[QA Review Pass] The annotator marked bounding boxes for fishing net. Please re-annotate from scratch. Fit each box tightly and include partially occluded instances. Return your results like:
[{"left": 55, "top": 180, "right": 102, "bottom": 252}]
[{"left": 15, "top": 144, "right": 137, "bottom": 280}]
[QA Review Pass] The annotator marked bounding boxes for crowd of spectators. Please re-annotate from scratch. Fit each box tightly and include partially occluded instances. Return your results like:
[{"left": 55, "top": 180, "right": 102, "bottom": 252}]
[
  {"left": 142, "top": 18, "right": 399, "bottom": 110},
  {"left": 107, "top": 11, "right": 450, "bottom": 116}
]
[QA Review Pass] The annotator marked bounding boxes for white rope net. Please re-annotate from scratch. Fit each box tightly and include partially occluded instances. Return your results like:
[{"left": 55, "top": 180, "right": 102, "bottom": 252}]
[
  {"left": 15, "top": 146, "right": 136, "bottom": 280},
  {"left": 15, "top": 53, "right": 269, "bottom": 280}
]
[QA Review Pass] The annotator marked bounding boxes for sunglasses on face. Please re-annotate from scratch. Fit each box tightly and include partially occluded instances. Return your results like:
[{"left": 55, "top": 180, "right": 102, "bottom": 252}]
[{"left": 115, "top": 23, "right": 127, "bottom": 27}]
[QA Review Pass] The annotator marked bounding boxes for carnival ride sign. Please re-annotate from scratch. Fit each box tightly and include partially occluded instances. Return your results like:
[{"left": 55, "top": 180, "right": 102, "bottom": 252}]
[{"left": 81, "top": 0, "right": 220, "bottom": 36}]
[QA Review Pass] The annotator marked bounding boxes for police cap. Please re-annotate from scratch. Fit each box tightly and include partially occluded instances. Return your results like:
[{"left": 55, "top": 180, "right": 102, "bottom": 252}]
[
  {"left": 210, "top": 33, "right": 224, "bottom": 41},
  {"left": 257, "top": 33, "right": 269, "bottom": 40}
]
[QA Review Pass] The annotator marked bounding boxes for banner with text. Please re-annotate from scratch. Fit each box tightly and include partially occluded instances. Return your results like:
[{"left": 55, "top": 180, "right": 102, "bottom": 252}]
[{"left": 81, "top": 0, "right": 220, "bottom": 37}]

· · ·

[Assignment]: Everything from the line containing "[QA Review Pass] The annotator marked bounding boxes for banner" to the last line of the material above must be copied exactly, and only that.

[Solution to this problem]:
[QA Review Pass] The annotator marked bounding boxes for banner with text. Please re-annotate from scratch. Fit each box tightly and include partially occluded instances. Return your results like:
[{"left": 55, "top": 180, "right": 102, "bottom": 252}]
[{"left": 81, "top": 0, "right": 220, "bottom": 37}]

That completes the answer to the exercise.